▶ Extract to read:
Hi Peter, Vadim,

Great to know the QEMU team has thought about this before.  I concede that
my idea might not fit nicely into QEMU's design architecture, it likely
would be an entirely different accelerator or standalone emulator,  and
even then, it would be a hit-or-miss for users as far as whether it would
actually help over the slowness of full TCG emulation.  Like I said, I've
thought about doing something like this, but not sure if/when I actually
would get around to doing it (most likely only when it's already too late!)

FYI - I tried my troubled application with QEMU *User Emulation* of x86_64
on x86_64, and it worked better, but nevertheless crashed in a x86_64
systemcall with *SIGABORT*.  I did not use -L at all, and I'm not clear if
that option has much usefulness when you are emulating the host
architecture?  The same application worked fine on the same machine under
QEMU System Emulation, so maybe there's still hope? (BTW - I found
performance best under the Slackware-based Porteus Linux Distribution, but
awful and unusable under the Ubuntu-based Bodhi Linux Distribution -
choosing the right distribution really makes a difference!)

Furthermore on User Mode Emulation, I'm wondering, since the program is
going to be entirely TCG accelerated anyway, if I might be better off
trying to run a different architecture build of the application (ex: ARM)
rather than using the same architecture?  In that case, all the ARM shared
libraries and system dependencies would neee to be stored under a sort of
ARM chroot pointed to by the -L argument?

Much appreciation for all your help and comments!

▶ Data shown:

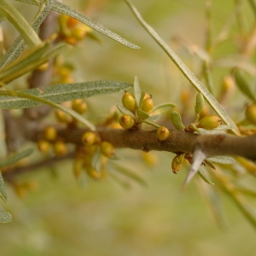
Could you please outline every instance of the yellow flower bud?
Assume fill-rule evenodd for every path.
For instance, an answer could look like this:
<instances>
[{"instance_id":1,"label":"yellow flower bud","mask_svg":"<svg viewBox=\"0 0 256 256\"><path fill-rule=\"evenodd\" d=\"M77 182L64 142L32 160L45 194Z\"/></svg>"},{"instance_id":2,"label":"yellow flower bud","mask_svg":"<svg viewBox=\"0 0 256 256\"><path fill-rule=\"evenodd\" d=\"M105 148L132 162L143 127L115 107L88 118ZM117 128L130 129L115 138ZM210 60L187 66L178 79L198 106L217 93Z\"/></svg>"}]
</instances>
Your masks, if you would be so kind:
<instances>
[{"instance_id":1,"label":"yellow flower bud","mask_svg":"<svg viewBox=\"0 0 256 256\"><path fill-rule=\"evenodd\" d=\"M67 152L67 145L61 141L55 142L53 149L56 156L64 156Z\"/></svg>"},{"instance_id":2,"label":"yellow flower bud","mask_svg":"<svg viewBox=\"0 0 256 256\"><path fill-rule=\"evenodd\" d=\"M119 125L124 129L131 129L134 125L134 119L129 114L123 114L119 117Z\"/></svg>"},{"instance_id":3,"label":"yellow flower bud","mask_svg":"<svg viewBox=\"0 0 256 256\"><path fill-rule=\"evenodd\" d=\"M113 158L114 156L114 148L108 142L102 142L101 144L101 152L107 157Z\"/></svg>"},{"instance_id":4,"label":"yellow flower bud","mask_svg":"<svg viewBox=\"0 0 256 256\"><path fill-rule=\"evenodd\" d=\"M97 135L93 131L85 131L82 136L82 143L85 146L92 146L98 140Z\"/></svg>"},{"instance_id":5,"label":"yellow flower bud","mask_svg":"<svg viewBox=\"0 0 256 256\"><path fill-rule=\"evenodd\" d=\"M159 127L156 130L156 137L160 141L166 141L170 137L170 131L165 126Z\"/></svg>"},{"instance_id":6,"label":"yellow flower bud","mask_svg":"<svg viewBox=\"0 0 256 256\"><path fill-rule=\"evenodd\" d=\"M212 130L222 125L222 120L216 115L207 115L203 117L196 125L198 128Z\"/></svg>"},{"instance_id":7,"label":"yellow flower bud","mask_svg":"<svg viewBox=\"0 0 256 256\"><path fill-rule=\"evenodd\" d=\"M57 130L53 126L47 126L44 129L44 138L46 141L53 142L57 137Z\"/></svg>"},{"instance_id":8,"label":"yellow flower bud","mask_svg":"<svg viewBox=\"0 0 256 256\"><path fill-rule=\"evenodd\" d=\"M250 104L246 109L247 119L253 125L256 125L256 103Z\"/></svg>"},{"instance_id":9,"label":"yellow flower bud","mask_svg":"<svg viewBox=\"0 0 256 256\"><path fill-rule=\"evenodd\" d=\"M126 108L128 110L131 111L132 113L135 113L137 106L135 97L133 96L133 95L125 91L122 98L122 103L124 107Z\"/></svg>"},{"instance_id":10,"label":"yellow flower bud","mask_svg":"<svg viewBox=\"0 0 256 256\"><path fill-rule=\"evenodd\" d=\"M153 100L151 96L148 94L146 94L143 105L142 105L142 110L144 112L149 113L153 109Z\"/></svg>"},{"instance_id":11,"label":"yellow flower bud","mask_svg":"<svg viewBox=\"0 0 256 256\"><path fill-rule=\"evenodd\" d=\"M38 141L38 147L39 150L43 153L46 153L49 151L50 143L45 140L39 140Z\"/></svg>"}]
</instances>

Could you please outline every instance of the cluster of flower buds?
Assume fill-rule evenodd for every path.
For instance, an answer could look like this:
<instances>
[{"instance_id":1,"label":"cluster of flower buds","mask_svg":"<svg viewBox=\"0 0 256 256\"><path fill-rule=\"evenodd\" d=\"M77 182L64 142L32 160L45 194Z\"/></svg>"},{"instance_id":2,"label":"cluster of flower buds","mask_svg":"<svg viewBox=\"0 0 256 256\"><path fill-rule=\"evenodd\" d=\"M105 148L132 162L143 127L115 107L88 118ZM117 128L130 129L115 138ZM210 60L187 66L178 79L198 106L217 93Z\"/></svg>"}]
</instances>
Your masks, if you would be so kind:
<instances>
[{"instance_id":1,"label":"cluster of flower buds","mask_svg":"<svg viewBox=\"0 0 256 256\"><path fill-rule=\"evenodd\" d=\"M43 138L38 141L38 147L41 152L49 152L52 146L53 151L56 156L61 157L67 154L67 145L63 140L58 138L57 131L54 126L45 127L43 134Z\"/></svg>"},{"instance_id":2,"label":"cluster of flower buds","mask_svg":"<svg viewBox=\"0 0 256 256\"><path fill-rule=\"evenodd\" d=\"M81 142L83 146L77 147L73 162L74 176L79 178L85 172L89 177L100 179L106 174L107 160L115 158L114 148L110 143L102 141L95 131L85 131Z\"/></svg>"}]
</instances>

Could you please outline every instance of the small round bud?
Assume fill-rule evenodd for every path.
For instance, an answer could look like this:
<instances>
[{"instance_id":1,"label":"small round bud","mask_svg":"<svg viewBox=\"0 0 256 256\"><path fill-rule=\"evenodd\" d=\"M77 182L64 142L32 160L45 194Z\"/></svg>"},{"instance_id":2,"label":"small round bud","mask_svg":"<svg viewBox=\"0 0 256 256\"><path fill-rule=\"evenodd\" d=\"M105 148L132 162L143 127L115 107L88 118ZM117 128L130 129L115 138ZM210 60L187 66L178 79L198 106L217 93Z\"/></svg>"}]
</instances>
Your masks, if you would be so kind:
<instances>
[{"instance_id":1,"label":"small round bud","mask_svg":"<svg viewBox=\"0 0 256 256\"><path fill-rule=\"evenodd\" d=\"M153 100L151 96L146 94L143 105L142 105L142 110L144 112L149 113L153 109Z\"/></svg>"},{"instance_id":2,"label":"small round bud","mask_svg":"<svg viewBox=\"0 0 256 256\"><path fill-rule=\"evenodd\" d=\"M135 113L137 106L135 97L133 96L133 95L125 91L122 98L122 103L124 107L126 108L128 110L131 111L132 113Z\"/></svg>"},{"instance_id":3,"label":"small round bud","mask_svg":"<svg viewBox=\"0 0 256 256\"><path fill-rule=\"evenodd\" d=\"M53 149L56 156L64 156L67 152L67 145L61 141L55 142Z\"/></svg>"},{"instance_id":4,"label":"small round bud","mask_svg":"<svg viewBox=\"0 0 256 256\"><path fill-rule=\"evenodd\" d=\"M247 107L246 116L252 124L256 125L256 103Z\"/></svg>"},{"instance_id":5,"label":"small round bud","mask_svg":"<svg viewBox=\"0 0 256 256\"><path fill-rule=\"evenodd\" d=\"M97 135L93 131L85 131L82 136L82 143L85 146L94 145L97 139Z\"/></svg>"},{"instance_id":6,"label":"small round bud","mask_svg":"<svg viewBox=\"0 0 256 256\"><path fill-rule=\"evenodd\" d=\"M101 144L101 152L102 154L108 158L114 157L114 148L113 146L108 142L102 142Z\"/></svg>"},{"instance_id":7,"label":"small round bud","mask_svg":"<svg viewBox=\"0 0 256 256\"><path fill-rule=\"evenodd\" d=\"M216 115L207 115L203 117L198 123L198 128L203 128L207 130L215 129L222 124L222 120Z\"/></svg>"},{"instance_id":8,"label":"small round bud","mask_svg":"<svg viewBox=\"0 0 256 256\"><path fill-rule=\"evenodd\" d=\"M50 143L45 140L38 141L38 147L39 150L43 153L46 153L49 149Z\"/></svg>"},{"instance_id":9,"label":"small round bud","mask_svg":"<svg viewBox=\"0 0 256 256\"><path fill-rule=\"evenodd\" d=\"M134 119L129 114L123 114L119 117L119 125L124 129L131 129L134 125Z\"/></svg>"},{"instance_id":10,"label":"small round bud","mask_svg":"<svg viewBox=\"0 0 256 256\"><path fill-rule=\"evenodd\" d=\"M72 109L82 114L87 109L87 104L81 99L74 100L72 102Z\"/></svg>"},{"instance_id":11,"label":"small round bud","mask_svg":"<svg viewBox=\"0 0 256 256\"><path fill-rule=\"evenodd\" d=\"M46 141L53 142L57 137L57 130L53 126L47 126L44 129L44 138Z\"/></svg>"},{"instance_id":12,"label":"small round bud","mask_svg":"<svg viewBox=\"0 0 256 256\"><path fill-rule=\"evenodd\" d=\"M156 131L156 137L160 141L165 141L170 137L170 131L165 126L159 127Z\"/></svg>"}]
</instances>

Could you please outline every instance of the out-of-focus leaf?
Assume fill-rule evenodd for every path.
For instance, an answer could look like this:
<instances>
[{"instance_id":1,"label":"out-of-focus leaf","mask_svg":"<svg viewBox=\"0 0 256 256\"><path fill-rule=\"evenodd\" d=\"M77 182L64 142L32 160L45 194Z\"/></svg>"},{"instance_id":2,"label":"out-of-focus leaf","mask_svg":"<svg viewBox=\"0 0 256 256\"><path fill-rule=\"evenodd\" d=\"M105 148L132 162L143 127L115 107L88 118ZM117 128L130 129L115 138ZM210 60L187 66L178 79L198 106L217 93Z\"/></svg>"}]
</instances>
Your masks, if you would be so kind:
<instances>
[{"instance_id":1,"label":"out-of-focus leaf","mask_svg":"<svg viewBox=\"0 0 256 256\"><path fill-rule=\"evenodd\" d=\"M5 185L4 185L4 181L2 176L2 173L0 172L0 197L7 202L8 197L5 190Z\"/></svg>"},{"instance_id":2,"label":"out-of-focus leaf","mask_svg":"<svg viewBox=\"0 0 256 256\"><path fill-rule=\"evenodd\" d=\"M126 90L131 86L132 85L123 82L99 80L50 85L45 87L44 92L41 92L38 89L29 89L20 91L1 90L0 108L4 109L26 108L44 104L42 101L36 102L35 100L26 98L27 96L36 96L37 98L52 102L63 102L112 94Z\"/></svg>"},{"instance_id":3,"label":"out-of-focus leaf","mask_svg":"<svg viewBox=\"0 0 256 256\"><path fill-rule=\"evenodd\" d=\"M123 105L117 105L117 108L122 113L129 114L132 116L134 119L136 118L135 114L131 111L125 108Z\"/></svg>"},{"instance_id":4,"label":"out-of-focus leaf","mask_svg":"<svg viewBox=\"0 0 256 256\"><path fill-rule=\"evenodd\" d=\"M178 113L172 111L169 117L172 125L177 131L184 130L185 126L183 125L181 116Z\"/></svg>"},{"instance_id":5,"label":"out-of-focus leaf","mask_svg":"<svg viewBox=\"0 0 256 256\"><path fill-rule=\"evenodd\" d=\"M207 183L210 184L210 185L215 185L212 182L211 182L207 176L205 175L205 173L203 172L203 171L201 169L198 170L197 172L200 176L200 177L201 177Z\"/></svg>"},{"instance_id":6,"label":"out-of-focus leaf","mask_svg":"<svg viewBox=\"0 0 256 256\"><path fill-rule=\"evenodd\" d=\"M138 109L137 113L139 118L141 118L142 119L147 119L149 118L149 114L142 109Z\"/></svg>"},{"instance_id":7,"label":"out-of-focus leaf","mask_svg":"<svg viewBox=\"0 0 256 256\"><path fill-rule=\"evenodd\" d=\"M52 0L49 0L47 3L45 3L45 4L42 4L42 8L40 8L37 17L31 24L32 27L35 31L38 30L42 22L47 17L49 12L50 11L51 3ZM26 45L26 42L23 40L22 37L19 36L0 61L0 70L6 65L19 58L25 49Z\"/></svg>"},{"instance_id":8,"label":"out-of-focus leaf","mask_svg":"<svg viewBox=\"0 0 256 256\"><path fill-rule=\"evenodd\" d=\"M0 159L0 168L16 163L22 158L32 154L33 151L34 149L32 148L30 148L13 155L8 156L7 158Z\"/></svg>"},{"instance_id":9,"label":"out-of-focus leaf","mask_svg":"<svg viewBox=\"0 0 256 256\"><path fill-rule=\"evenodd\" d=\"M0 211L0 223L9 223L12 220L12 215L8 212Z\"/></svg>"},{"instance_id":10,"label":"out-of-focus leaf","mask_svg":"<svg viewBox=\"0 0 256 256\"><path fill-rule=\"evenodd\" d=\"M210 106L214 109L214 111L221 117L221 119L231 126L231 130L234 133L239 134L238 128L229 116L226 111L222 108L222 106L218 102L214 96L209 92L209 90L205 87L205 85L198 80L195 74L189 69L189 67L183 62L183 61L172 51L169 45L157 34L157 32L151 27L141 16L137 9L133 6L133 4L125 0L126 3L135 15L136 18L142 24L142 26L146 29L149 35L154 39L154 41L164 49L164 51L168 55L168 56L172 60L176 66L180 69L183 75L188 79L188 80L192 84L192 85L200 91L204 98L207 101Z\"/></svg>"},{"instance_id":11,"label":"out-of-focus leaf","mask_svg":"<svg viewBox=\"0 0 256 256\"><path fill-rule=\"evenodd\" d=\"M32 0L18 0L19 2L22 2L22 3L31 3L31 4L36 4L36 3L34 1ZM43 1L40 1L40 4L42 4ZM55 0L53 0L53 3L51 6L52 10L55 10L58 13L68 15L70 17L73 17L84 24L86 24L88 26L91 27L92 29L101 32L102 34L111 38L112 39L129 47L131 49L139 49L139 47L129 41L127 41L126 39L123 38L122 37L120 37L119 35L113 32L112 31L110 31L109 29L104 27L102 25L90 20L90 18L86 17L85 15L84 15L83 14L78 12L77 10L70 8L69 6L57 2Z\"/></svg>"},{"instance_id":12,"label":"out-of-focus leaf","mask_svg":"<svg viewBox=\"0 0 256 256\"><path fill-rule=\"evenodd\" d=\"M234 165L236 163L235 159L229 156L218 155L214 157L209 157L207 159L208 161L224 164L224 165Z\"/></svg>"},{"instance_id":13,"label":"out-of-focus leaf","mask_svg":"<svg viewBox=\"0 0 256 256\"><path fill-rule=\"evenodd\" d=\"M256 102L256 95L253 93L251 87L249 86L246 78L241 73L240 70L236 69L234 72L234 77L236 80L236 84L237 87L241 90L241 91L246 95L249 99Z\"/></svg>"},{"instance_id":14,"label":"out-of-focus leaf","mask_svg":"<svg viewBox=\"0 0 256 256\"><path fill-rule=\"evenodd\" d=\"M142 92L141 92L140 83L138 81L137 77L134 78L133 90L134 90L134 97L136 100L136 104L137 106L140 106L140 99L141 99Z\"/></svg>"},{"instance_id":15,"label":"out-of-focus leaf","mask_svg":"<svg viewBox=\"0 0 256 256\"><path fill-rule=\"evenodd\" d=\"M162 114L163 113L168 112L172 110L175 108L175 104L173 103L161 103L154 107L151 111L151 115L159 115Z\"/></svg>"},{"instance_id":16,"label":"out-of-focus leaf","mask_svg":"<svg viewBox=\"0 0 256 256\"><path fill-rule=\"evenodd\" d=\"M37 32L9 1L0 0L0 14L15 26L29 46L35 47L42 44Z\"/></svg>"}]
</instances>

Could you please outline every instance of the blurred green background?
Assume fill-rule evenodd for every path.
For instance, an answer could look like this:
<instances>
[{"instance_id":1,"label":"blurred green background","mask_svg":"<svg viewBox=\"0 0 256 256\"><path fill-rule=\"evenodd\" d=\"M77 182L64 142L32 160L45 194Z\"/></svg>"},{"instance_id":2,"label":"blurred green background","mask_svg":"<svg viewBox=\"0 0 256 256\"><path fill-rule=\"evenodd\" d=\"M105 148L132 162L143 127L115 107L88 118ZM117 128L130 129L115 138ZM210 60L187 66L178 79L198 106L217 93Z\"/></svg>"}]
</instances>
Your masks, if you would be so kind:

▶ Aim of the task:
Could you reproduce the part of the QEMU forum message between "rather than using" and "the -L argument?", inclusive?

▶ Result:
rather than using the same architecture?  In that case, all the ARM shared
libraries and system dependencies would neee to be stored under a sort of
ARM chroot pointed to by the -L argument?